Сюжет «завязался» сразу. Буквально с первых же строк рассказа мы узнаём, что случилось с его героиней и сразу видим, какова она, эта героиня, что она собой представляет.
У Хемингуэя мы всё это узнали бы далеко не сразу Вот, например, один из самых знаменитых, хрестоматийных его рассказов. Самых, так сказать, «хемингуэистых»:
...
Девушка смотрела вдаль, на гряду холмов; они белели на солнце, а все вокруг высохло и побурело.
– Как будто белые слоны, – сказала она.
– Никогда не видел белых слонов, – мужчина выпил свое пиво…
– Отдает лакрицей, – сказала девушка и поставила стакан на стол.
– Вот и всё так.
– Да, – сказала девушка. – Всё отдает лакрицей…
– Перестань.
– Ты сам первый начал, – сказала девушка. – Мне было хорошо. Я не скучала.
– Ну, что же, давай попробуем не скучать.
– Я и пробовала. Я сказала, что холмы похожи на белых слонов. Разве это не остроумно?
– Остроумно…
– Хорошее пиво, холодное, – сказал мужчина.
– Чудесное, – сказала девушка…
– Ты сама увидишь, Джиг. Это сущие пустяки…
Девушка молчала.
– Я поеду с тобой и все время буду подле тебя. Сделают укол, а потом все уладится само собой.
– Ну, а потом что с нами будет?
– А потом все пойдет хорошо. Все пойдет по-прежнему.
– Почему ты так думаешь?
– Только это одно и мешает нам. Только из-за этого мы и несчастны…
– Так ты думаешь, что нам будет хорошо и мы будем счастливы?
– Я уверен. Ты только не бойся. Я многих знаю, кто это делал.
– Я тоже, – сказала девушка. – И потом все они были так счастливы.
– Если
– А если я это сделаю, ты будешь доволен и все пойдет по-прежнему, и ты будешь меня любить?
– Я и теперь тебя люблю, ты же знаешь.
– Знаю. А если я это сделаю, то все опять пойдет хорошо, и если я скажу, что холмы похожи на белых слонов, тебе это понравится?
– Я буду в восторге. Я и сейчас в восторге, только теперь мне не до того.

| Задание |
Перепишите кусок отрывка текста от слов «Девушка смотрела вдаль, на» до слов «холодное, – сказал мужчина.» включительно, поменяв «лакрицей» на «мятой». Строки дальше — отдельный материал, с отрывком текста они не связаны.

| Выдержка из данных |

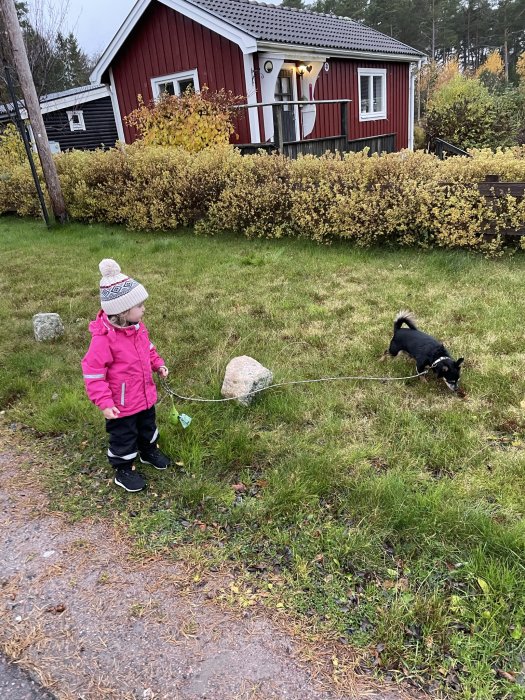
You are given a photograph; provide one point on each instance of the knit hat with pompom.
(118, 292)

| Ответ |
Девушка смотрела вдаль, на гряду холмов; они белели на солнце, а все вокруг высохло и побурело.
– Как будто белые слоны, – сказала она.
– Никогда не видел белых слонов, – мужчина выпил свое пиво…
– Отдает мятой, – сказала девушка и поставила стакан на стол.
– Вот и всё так.
– Да, – сказала девушка. – Всё отдает мятой…
– Перестань.
– Ты сам первый начал, – сказала девушка. – Мне было хорошо. Я не скучала.
– Ну, что же, давай попробуем не скучать.
– Я и пробовала. Я сказала, что холмы похожи на белых слонов. Разве это не остроумно?
– Остроумно…
– Хорошее пиво, холодное, – сказал мужчина.